Exercise data:

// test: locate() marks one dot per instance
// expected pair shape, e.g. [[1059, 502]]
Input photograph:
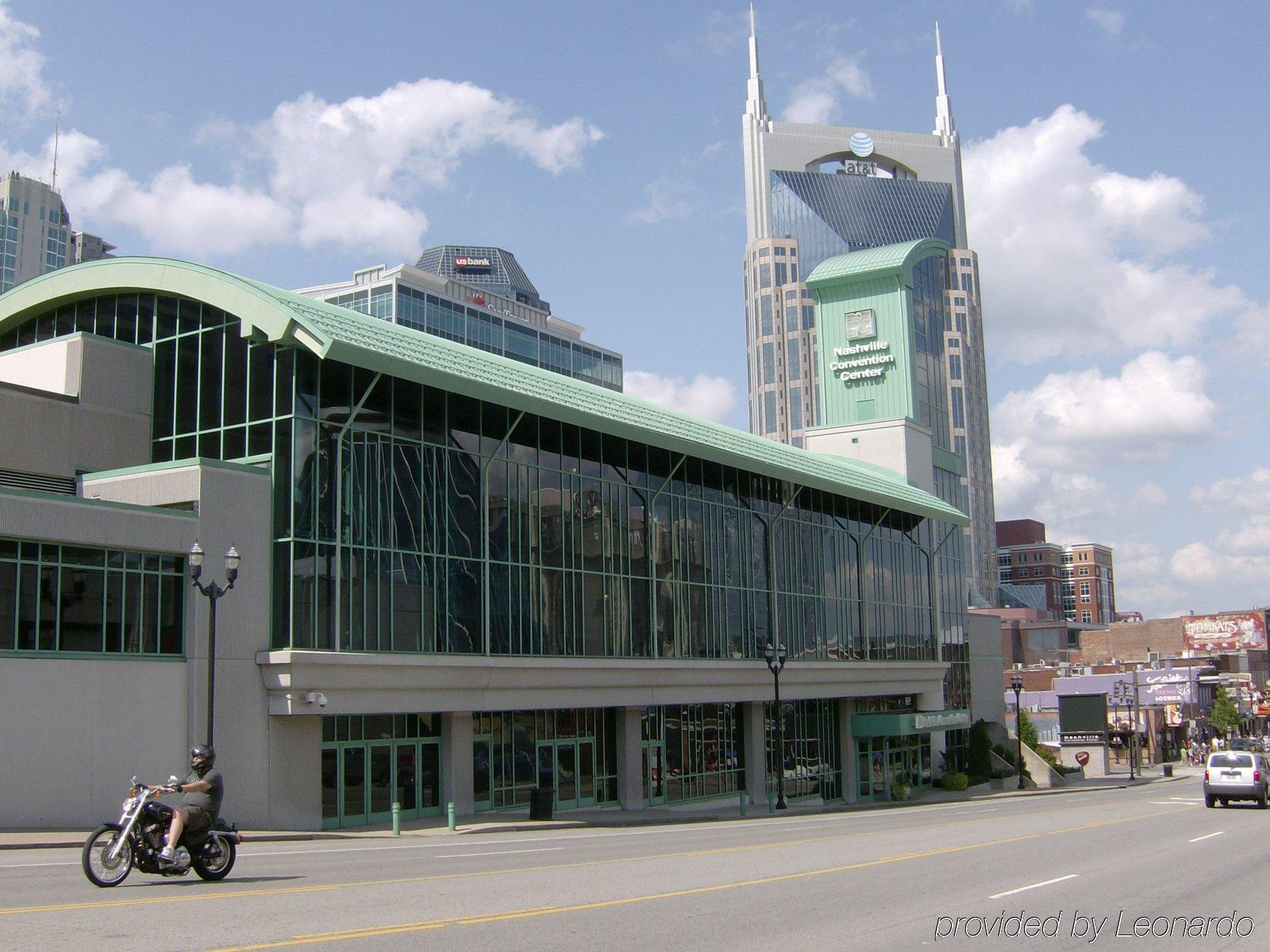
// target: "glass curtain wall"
[[572, 751], [413, 520], [78, 600], [702, 753]]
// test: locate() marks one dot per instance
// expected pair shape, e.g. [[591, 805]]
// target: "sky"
[[1114, 160]]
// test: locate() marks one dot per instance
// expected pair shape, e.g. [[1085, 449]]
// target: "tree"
[[979, 754], [1224, 716], [1028, 730]]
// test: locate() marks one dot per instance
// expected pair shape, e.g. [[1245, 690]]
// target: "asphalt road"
[[894, 879]]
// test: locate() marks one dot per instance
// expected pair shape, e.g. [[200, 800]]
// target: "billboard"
[[1082, 718], [1224, 633]]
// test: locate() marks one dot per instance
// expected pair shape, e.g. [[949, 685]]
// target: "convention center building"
[[463, 576]]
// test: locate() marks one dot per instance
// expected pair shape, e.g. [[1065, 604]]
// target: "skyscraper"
[[813, 192], [34, 230]]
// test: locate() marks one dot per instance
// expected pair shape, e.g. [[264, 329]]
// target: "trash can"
[[542, 801]]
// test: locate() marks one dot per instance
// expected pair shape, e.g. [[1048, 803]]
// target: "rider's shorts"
[[199, 819]]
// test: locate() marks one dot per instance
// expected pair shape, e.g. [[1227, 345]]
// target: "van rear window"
[[1230, 760]]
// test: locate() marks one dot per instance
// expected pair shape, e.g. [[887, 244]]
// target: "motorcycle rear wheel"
[[98, 867], [220, 865]]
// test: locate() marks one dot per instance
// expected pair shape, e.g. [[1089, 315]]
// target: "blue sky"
[[1114, 176]]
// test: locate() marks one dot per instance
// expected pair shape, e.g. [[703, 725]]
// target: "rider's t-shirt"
[[209, 800]]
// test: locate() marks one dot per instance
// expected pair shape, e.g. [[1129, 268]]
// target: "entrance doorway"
[[569, 767], [655, 772]]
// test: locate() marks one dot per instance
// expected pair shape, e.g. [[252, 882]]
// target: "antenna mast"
[[58, 136]]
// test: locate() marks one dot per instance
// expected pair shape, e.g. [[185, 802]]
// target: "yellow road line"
[[399, 881]]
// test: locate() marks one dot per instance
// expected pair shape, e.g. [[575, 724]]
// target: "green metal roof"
[[377, 344], [874, 260]]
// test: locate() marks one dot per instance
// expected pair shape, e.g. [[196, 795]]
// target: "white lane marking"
[[499, 852], [1034, 886]]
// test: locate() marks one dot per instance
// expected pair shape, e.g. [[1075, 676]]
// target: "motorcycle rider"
[[201, 801]]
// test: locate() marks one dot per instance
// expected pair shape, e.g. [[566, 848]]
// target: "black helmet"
[[202, 757]]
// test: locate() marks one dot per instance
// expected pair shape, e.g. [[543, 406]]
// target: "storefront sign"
[[1224, 633], [861, 363], [1084, 738], [941, 720], [897, 724]]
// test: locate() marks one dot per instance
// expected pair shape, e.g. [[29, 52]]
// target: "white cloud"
[[1111, 22], [666, 201], [1045, 216], [1086, 416], [22, 86], [712, 397], [1199, 562], [817, 99], [347, 173], [1238, 494]]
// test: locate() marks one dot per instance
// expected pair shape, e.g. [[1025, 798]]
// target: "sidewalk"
[[713, 812]]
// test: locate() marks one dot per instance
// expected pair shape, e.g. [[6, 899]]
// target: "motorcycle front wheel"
[[215, 861], [99, 867]]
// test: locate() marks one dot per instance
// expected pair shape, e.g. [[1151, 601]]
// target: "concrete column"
[[934, 701], [756, 752], [939, 744], [456, 762], [630, 758], [847, 752]]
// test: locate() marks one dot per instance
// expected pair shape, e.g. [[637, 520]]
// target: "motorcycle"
[[114, 848]]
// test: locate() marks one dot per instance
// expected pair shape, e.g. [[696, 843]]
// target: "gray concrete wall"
[[78, 729], [987, 667], [94, 413]]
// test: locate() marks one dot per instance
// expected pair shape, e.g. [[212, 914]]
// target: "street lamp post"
[[775, 658], [214, 592], [1016, 685]]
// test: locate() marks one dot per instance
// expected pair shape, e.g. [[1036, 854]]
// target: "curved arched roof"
[[888, 259], [377, 344]]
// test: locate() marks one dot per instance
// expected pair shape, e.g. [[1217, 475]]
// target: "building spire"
[[754, 105], [944, 126]]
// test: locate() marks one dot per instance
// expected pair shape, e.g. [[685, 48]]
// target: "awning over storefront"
[[897, 724]]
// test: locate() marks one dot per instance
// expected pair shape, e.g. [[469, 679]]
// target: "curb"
[[657, 821]]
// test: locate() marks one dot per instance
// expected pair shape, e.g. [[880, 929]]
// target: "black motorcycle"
[[113, 848]]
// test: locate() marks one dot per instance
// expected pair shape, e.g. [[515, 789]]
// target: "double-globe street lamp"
[[214, 592], [1016, 685], [775, 658]]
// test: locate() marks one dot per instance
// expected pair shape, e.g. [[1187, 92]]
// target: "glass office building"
[[473, 576]]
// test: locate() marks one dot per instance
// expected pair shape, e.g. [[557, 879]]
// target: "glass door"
[[405, 781], [483, 768], [655, 772], [352, 784]]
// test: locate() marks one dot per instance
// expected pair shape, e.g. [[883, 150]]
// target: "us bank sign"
[[865, 362]]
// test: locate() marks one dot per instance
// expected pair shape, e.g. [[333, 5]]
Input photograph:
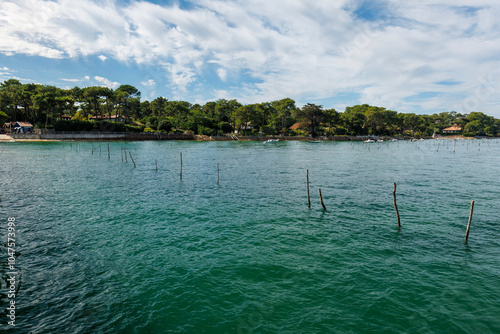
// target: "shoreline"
[[8, 139]]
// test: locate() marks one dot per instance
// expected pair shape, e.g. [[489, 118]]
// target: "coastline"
[[158, 137]]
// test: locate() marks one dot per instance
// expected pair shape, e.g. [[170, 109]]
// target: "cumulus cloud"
[[106, 82], [392, 53]]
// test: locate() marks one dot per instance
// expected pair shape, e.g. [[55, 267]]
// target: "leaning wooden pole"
[[321, 199], [308, 197], [131, 158], [470, 219], [395, 205]]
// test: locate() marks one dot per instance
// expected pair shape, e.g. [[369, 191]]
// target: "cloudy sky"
[[411, 56]]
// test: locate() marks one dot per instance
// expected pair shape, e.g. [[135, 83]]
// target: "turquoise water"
[[104, 247]]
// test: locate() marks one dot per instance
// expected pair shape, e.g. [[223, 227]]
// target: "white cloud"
[[150, 82], [106, 82], [305, 50], [222, 74]]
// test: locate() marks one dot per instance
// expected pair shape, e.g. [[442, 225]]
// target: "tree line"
[[45, 105]]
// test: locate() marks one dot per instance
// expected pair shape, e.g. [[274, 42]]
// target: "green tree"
[[312, 114]]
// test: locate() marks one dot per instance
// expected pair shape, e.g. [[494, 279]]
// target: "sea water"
[[102, 246]]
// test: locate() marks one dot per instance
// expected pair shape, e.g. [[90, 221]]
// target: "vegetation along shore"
[[102, 109]]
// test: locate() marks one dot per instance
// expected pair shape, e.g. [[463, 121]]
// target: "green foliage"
[[3, 118], [74, 125], [43, 105]]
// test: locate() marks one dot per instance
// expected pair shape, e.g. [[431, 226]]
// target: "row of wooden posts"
[[124, 154], [395, 206]]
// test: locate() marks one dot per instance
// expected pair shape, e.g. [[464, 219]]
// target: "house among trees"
[[18, 127], [453, 129], [299, 126]]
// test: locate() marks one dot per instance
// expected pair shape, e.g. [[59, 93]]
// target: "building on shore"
[[453, 129]]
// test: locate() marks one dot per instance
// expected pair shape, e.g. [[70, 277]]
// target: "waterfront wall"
[[102, 136]]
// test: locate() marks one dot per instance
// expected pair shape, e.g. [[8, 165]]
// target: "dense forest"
[[104, 109]]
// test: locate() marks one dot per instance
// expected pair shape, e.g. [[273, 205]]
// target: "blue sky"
[[423, 57]]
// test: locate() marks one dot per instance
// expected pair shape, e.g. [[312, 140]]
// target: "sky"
[[410, 56]]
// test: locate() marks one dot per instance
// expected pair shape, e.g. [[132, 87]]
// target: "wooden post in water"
[[308, 197], [131, 158], [395, 205], [470, 219], [321, 199]]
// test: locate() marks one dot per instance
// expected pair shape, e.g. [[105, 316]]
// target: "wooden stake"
[[308, 197], [321, 198], [131, 158], [395, 205], [470, 219]]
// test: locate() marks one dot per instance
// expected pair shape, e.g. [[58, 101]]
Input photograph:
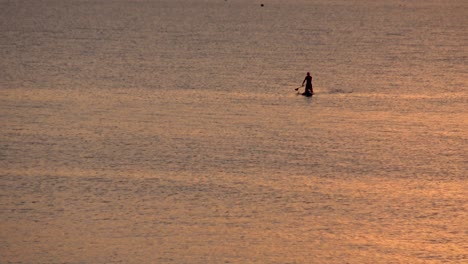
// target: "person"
[[308, 80]]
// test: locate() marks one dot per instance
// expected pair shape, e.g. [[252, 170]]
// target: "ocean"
[[170, 131]]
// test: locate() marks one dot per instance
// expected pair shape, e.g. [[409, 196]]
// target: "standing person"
[[309, 90]]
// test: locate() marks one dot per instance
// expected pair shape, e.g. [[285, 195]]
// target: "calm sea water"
[[170, 131]]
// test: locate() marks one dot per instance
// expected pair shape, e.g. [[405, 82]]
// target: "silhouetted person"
[[309, 90]]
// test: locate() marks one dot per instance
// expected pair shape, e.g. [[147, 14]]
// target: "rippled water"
[[170, 132]]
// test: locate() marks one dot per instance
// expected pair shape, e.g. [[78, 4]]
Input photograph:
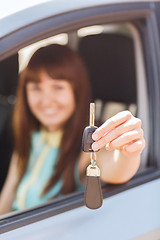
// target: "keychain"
[[93, 191]]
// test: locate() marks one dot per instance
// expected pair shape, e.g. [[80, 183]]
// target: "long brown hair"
[[59, 62]]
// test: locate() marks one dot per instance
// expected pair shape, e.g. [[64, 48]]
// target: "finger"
[[127, 138], [137, 146], [131, 124], [111, 123]]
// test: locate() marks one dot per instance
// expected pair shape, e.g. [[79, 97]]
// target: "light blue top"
[[39, 170]]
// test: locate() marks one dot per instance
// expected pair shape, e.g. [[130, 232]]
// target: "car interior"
[[109, 52]]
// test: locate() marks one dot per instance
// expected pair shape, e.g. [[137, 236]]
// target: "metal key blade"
[[92, 114]]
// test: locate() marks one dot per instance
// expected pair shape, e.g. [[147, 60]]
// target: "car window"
[[114, 59]]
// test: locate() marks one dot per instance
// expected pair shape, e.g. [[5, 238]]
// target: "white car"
[[120, 44]]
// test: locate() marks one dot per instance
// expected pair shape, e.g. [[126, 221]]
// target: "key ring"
[[93, 160]]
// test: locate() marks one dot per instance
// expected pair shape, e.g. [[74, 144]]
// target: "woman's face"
[[51, 101]]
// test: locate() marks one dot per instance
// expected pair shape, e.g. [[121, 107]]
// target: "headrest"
[[110, 61]]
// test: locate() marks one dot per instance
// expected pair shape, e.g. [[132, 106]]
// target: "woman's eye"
[[58, 87], [34, 88]]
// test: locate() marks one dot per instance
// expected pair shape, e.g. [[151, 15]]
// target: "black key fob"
[[87, 138]]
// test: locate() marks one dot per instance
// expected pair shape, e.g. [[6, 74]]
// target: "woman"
[[50, 115]]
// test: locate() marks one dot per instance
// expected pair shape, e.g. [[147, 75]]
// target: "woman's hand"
[[122, 131]]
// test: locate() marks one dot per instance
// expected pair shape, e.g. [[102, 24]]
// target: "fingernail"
[[95, 146], [95, 136]]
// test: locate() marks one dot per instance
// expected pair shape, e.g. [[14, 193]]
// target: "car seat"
[[110, 61], [8, 85]]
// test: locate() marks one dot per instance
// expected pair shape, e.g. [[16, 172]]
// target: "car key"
[[88, 131], [93, 193]]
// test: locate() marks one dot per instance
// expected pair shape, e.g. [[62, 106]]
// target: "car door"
[[131, 210]]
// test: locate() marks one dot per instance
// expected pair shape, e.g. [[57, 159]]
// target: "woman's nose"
[[47, 97]]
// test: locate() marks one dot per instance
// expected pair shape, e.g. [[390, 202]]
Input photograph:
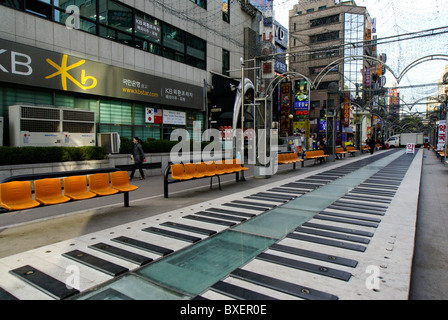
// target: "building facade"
[[322, 32], [143, 67]]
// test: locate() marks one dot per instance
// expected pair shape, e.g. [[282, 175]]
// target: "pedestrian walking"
[[371, 143], [139, 157]]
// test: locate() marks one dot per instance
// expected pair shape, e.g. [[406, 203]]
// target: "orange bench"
[[191, 171], [340, 152], [18, 195], [317, 155], [288, 158], [351, 150]]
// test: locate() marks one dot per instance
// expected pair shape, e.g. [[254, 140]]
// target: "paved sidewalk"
[[429, 272], [60, 224]]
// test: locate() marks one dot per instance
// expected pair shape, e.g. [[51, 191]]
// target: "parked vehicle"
[[401, 140]]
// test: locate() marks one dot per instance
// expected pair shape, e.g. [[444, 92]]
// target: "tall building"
[[144, 68], [321, 32]]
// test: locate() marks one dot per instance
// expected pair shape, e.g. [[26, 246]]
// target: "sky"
[[398, 17]]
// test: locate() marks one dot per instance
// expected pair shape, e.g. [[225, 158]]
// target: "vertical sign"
[[442, 135], [301, 100], [285, 106], [346, 114]]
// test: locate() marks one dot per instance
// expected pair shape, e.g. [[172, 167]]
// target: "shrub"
[[152, 145], [31, 155]]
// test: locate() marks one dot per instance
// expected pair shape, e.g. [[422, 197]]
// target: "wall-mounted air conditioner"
[[109, 141], [49, 126]]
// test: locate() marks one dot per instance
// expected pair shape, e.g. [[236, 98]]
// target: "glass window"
[[39, 8], [201, 3], [115, 112], [84, 24], [116, 15], [173, 38], [328, 36], [16, 4], [353, 34], [87, 9], [226, 10], [148, 28]]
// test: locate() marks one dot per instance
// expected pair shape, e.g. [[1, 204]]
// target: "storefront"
[[125, 101]]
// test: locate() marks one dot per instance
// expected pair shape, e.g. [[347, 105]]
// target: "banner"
[[285, 107], [442, 135], [153, 115], [301, 100]]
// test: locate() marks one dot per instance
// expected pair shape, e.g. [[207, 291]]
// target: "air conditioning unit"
[[110, 142], [78, 128], [31, 126], [35, 126]]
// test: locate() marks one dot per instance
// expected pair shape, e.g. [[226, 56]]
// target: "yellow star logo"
[[63, 72]]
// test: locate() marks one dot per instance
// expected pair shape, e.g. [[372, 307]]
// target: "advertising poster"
[[301, 100], [153, 115], [285, 107]]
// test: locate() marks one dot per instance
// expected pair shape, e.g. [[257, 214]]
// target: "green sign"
[[27, 65]]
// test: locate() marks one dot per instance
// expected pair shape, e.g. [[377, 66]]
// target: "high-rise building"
[[321, 32]]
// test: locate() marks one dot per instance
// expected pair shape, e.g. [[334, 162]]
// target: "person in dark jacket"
[[139, 157]]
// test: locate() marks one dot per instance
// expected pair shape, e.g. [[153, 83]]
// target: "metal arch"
[[424, 59], [416, 62], [425, 98], [327, 69], [276, 80]]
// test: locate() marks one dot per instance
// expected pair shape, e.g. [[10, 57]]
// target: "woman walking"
[[139, 157]]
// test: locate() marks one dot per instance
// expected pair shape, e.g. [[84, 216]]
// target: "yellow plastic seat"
[[220, 167], [49, 191], [228, 165], [201, 170], [17, 195], [190, 170], [237, 164], [211, 169], [120, 180], [99, 184], [75, 188], [177, 172]]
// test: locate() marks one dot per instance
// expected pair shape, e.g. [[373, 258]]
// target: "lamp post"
[[242, 117]]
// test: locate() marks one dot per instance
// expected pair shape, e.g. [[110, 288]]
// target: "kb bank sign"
[[31, 66]]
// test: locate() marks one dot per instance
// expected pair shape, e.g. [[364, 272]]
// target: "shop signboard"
[[442, 135], [177, 118], [30, 66], [153, 115]]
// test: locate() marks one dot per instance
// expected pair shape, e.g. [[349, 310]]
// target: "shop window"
[[226, 10], [173, 38], [41, 8], [115, 112], [16, 4], [201, 3], [87, 9], [116, 15], [148, 28]]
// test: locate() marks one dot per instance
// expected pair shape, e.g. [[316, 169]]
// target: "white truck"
[[401, 140]]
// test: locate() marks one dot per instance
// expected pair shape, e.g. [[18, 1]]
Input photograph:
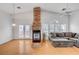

Work task: Your reply should contain only an exact copy of the lines from the beginning of the material through the line with "e.g. [[591, 805]]", both ends included, with the pictures removed.

Finished exercise:
// test: locate() marks one dot per instance
// expected pair shape, e.g. [[1059, 502]]
Input photograph:
// target: "glass curtain wall"
[[572, 751], [413, 520], [78, 600], [702, 753]]
// test: locate() marks one dot per instance
// expected pair shape, e.g. [[591, 805]]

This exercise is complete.